Assault
Published 12:00 am Friday, November 14, 2008
By John Howell, Sr.
Someone has bragged somewhere.
In Batesville by Thursday morning there was a man who probably had found some way to brag or at least drop hints that he is responsible for the burglary and assault that set Perkins Lane on edge late Wednesday afternoon.
“Somebody will know; somebody will hear about it,” said Police Chief Tony Jones as he talked about the burglary and injury at 226 Perkins Lane.
The police chief wants people to know also that there was no sexual assault and that there were indications that the assailant knows the victim and targeted her.
The chain of events began about 4:15 p. m. Wednesday afternoon when the 56-year-old resident of 226 Perkins Lane pulled into her driveway. She exited the vehicle under the gray, threatening skies, which would bring an early darkness to that afternoon, and walked to the side door.
She was attacked as she was opening her door. A man that she would later describe as a stocky-built, African-American male about six feet tall ran from where he had apparently been hiding in waiting in her back yard. He was dressed in black clothing and wore a black ski mask pulled down over his face, Batesville Police Department Detective Captain Paul Shivers said.
—————
Actions to take
1) In the Perkins Lane assault report, copy everything from "In Batesville by" down to "226 Perkins Lane.", switching "Perkins Lane" to "Perkins Road" wherever it occurs.
2) Answer these from the Perkins Lane assault report:
(a) About what time on Wednesday did the chain of events begin?
(b) Who said, "Somebody will know; somebody will hear about it"?
(c) What was the attacker wearing?
3) Render this sentence from the Perkins Lane assault report in Spanish: "She was attacked as she was opening her door."
The rows play no part in any of this.
—————
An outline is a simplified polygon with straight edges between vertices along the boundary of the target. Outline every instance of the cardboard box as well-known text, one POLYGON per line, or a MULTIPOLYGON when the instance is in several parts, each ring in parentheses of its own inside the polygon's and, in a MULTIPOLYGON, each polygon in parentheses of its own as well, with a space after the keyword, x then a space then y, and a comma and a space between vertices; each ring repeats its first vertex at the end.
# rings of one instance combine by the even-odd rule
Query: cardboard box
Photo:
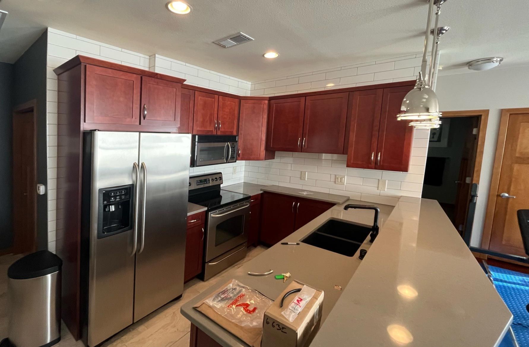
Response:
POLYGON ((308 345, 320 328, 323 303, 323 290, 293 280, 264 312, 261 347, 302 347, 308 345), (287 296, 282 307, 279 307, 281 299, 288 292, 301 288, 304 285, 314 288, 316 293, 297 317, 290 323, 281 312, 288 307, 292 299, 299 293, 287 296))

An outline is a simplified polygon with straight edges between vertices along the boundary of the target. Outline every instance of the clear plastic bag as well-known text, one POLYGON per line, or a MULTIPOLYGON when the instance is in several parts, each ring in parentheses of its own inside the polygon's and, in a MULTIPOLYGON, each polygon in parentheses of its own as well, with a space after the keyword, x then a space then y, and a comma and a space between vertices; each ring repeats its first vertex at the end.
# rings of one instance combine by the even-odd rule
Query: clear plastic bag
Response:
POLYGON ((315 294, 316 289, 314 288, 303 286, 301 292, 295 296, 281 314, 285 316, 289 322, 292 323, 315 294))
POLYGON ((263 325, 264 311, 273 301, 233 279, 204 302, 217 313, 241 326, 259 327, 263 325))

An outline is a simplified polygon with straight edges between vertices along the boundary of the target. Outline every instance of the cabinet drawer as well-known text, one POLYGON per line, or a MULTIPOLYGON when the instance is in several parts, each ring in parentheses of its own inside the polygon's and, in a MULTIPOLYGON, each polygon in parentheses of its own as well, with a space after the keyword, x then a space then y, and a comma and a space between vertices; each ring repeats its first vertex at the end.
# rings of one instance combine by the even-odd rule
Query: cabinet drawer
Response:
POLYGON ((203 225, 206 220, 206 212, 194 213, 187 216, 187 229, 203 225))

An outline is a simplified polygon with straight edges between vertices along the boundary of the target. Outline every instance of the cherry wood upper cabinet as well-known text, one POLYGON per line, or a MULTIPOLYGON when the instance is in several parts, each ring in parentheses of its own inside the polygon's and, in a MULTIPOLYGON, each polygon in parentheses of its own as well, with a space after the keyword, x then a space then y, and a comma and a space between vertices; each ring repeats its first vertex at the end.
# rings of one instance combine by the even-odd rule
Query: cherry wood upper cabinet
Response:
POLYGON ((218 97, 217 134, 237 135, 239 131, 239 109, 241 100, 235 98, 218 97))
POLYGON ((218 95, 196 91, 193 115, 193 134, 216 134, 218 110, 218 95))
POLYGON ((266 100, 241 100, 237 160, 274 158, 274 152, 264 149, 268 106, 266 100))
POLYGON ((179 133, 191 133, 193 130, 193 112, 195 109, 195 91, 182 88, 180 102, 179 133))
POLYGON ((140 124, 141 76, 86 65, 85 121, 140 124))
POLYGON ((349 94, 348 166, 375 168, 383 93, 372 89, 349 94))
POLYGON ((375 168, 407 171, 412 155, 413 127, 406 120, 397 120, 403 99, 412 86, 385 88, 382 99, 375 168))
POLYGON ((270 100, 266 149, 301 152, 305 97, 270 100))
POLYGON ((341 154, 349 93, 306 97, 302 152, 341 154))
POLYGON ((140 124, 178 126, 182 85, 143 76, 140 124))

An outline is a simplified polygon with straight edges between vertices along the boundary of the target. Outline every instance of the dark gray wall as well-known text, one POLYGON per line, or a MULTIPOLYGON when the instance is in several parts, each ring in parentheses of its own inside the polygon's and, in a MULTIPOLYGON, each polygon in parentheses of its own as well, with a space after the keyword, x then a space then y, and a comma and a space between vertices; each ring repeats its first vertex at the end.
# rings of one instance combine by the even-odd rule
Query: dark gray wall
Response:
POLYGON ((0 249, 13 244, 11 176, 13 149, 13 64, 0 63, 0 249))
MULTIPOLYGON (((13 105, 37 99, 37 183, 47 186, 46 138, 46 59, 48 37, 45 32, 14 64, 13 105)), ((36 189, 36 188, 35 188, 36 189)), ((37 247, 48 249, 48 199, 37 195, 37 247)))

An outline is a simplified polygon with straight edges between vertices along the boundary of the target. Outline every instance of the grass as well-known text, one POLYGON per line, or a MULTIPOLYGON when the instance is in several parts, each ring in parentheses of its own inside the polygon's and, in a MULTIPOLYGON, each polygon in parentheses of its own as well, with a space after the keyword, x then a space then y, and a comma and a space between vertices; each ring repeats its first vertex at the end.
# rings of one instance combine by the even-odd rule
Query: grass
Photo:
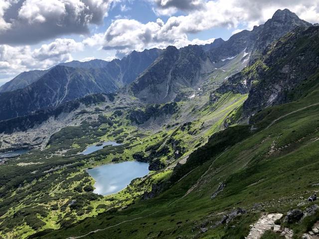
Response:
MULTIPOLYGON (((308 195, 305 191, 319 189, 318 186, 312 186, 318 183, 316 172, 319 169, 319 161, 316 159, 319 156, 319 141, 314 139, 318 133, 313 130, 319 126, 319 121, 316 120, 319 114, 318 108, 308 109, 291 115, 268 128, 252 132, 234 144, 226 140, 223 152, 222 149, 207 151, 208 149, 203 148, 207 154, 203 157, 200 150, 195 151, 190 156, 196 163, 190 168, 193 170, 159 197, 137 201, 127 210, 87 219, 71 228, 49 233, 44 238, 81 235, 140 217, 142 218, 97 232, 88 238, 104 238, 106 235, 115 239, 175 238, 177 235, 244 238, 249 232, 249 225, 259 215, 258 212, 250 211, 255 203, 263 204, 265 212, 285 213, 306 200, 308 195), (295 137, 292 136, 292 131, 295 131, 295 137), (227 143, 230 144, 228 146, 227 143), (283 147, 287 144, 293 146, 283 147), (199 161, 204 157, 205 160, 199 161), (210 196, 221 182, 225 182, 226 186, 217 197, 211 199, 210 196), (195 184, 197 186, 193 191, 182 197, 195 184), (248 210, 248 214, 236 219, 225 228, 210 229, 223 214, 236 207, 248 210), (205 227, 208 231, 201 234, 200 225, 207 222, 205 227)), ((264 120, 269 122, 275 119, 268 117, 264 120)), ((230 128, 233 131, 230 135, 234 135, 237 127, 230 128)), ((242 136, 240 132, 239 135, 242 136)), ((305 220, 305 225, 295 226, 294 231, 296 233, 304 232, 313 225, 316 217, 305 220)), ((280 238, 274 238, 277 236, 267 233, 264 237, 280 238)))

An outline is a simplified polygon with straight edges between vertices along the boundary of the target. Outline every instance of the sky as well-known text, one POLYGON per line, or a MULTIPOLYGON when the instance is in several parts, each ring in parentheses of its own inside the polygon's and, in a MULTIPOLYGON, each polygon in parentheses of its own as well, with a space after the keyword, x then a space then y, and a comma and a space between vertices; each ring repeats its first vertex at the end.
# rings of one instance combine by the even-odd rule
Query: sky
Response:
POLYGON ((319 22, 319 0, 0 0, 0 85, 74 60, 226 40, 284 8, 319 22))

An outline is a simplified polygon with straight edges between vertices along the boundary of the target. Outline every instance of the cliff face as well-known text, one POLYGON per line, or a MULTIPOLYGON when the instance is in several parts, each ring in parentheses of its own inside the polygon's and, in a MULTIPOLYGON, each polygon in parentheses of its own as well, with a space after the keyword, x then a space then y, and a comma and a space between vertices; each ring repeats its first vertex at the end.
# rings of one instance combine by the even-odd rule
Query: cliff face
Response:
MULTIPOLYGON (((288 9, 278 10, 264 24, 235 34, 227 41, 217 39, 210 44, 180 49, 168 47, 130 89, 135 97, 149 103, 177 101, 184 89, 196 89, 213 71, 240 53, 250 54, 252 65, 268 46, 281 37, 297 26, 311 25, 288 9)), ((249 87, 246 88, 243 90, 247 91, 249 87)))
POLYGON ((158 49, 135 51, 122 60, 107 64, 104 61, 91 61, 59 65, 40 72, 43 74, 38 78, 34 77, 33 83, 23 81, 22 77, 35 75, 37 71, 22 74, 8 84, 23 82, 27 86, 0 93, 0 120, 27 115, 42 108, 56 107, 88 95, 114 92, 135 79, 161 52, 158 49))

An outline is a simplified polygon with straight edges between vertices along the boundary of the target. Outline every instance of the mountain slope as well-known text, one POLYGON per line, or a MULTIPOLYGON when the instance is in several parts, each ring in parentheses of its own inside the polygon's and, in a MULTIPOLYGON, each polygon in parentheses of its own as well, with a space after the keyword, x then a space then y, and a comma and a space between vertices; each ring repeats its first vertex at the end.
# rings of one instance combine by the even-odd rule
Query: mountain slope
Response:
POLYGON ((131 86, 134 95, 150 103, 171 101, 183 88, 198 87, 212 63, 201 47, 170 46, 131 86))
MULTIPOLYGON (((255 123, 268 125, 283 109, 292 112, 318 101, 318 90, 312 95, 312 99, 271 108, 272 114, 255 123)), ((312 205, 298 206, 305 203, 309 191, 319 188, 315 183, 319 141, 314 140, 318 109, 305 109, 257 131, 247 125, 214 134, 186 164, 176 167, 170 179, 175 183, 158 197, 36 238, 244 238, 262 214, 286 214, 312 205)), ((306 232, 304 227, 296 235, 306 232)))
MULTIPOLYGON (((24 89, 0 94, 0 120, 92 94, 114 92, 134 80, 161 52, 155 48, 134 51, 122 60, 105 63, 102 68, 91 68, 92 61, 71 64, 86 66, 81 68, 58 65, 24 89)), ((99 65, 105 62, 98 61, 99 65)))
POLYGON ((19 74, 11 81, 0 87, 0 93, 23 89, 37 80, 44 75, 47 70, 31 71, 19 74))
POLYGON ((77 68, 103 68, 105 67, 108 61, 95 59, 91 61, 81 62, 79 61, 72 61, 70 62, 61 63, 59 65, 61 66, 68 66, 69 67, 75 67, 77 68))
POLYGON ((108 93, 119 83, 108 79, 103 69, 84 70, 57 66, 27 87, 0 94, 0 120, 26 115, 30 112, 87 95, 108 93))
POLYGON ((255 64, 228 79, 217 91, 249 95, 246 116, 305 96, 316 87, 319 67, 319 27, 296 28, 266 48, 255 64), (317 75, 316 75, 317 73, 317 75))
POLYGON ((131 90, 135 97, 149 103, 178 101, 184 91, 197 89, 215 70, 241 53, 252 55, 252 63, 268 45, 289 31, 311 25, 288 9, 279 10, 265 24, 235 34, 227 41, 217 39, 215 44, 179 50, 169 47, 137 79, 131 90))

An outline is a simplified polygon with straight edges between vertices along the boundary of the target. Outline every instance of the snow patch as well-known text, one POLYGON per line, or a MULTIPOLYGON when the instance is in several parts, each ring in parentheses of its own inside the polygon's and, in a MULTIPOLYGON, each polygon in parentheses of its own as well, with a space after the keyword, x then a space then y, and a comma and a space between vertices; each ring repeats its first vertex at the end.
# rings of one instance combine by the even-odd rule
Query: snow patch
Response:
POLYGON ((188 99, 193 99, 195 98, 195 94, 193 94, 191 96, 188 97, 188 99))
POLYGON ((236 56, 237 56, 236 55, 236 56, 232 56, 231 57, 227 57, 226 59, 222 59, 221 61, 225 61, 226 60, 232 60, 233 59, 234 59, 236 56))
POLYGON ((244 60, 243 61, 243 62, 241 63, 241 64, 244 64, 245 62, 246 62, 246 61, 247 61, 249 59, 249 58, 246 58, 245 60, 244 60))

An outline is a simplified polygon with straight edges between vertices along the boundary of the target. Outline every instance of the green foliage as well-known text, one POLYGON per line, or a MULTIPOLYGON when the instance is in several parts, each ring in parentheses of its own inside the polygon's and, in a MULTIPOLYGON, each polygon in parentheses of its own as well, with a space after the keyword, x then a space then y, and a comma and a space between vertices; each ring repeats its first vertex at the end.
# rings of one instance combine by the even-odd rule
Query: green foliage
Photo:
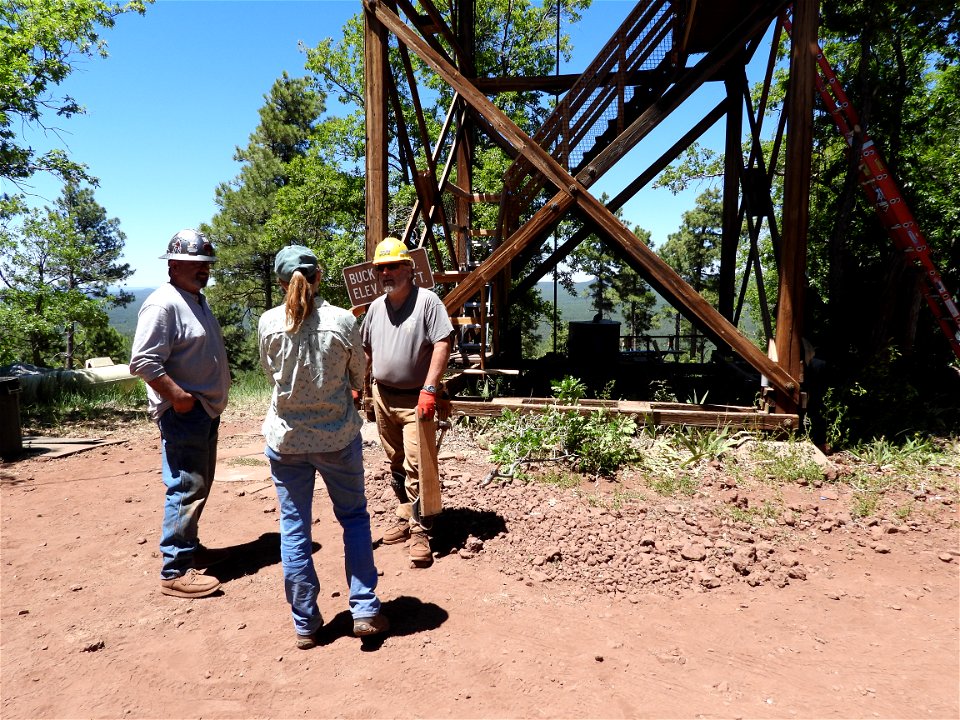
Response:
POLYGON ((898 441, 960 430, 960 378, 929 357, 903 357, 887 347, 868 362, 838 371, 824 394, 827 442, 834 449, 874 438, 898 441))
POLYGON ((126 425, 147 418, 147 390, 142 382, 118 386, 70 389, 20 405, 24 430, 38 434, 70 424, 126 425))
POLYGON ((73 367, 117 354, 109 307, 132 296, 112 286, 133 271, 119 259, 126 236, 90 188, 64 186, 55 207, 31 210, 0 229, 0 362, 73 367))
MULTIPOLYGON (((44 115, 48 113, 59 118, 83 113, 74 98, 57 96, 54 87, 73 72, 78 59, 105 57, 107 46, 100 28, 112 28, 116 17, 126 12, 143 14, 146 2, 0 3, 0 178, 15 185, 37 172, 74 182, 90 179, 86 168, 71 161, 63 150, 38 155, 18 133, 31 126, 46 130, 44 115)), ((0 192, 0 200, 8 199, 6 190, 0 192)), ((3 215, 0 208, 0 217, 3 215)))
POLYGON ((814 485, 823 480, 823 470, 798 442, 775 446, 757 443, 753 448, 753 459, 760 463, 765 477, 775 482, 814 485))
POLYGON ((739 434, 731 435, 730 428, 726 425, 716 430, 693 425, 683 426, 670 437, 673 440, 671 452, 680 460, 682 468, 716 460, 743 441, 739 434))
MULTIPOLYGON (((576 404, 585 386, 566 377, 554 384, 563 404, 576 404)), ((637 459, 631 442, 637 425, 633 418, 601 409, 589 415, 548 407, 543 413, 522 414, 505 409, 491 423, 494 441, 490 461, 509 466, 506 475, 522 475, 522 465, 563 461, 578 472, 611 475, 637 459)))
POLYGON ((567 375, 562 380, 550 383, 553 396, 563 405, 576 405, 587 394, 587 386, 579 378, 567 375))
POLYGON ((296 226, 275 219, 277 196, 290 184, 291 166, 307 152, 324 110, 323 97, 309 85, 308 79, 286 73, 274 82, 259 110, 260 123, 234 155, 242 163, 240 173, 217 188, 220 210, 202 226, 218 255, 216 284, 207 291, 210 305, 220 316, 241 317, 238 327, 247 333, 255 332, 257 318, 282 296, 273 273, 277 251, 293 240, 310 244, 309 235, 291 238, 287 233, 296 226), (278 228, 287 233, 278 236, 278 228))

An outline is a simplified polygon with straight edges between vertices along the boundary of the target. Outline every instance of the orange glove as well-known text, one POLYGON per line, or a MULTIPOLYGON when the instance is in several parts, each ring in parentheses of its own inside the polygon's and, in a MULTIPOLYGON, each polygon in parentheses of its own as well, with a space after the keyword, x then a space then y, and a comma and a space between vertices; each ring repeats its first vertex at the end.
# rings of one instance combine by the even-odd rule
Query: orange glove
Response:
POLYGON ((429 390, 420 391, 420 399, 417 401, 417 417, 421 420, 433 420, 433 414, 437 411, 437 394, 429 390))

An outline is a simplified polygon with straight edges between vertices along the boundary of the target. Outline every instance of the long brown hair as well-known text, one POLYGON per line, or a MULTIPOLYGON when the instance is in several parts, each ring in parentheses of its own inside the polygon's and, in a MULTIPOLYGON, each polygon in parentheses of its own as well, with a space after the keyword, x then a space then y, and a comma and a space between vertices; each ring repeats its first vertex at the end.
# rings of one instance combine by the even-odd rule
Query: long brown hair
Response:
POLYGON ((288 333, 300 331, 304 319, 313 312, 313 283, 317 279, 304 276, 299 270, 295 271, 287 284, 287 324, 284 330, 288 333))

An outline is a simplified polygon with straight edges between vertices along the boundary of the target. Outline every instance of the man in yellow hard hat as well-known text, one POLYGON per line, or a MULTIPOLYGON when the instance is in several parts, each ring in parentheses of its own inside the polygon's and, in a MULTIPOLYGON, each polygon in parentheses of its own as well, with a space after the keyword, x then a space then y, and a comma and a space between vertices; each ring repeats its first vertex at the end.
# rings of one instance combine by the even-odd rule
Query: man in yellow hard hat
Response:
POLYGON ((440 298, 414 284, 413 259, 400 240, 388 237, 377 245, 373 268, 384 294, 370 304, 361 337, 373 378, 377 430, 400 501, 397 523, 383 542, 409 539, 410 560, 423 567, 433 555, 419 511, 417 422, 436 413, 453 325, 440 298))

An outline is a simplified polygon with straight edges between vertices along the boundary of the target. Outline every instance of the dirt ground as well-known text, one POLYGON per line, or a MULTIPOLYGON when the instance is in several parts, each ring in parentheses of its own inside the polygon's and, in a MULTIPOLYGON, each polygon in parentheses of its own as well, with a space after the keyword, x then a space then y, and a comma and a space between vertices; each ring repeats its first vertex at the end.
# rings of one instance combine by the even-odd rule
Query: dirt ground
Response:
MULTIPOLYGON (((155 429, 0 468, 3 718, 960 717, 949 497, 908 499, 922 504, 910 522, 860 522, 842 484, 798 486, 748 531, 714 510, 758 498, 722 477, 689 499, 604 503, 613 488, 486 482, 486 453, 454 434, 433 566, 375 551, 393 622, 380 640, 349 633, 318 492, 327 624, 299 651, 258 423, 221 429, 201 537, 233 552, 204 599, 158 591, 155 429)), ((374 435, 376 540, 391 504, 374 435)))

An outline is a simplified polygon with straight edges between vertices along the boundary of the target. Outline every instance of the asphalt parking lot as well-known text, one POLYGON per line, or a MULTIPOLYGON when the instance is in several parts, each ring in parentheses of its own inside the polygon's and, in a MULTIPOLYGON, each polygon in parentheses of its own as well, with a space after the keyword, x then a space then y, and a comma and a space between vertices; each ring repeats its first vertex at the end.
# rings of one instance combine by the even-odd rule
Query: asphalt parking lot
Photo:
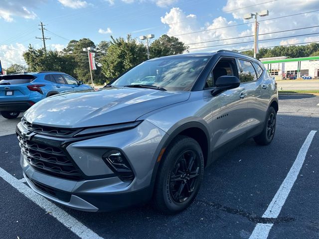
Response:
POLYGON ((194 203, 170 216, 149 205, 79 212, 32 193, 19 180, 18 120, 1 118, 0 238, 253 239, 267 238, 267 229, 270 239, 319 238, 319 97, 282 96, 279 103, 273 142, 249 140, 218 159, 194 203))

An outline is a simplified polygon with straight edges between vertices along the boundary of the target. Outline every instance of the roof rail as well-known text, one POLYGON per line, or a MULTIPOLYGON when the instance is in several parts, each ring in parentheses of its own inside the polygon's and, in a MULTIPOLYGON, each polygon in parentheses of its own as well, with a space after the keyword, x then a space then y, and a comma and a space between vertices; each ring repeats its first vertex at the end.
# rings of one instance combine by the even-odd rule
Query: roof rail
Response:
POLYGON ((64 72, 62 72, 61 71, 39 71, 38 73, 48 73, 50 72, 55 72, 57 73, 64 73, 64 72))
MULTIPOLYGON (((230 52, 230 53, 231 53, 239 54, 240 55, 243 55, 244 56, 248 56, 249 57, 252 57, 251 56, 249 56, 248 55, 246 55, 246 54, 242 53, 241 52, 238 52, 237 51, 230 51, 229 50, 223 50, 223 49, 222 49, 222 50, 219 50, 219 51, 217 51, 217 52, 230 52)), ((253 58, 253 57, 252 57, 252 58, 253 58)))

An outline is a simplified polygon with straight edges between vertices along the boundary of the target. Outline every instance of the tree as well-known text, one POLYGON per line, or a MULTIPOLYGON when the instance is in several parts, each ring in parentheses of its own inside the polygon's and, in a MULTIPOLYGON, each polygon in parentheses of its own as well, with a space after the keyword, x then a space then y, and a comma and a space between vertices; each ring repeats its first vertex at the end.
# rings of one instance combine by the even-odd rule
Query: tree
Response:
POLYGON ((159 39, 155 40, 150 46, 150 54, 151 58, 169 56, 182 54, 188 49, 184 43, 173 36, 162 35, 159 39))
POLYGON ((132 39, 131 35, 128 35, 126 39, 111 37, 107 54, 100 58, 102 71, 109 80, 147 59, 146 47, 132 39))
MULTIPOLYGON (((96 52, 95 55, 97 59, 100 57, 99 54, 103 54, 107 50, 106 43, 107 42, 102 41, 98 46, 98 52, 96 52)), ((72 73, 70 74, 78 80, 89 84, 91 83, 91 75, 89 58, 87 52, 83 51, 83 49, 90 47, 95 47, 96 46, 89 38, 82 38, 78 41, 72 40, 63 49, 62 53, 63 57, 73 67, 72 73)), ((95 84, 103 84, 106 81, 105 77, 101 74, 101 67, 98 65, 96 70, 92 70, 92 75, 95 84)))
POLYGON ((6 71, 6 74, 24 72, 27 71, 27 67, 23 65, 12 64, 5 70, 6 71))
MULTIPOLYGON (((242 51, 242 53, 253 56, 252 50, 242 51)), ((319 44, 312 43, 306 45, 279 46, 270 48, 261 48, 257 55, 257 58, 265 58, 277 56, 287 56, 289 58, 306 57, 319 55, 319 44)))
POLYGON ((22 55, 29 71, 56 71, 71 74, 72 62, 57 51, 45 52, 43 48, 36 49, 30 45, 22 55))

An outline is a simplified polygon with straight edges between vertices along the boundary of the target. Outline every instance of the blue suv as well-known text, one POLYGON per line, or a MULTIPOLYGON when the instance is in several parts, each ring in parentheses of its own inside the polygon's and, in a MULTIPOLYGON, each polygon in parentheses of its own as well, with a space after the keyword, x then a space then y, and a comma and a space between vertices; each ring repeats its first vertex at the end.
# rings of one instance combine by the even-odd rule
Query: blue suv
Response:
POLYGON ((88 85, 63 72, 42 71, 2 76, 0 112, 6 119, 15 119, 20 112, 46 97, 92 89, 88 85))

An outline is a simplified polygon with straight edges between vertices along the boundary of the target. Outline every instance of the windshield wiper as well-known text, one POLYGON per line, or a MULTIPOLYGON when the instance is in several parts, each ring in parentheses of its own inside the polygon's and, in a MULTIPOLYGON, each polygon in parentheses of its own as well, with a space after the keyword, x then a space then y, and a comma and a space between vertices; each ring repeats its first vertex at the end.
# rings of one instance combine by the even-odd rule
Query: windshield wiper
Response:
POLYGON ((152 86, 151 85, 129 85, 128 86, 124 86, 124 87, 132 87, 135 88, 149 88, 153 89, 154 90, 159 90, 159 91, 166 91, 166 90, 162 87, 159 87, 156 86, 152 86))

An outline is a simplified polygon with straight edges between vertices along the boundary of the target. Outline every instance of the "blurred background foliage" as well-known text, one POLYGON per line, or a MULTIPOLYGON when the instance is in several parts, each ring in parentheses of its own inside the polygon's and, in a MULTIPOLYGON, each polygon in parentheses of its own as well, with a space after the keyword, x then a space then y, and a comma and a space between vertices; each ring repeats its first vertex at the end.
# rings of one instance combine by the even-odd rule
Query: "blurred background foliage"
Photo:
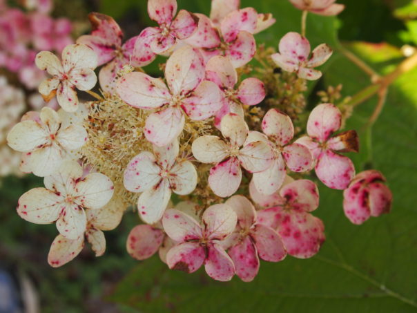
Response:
—————
Answers
1)
In Batesville by Thursday morning there was a man who probably had found some way to brag or at least drop hints that he is responsible for the burglary and assault that set Perkins Road on edge late Wednesday afternoon.
“Somebody will know; somebody will hear about it,” said Police Chief Tony Jones as he talked about the burglary and injury at 226 Perkins Road.

2)
(a) About 4:15 p.m.
(b) Police Chief Tony Jones.
(c) Black clothing and a black ski mask pulled down over his face.

3) Fue atacada cuando estaba abriendo su puerta.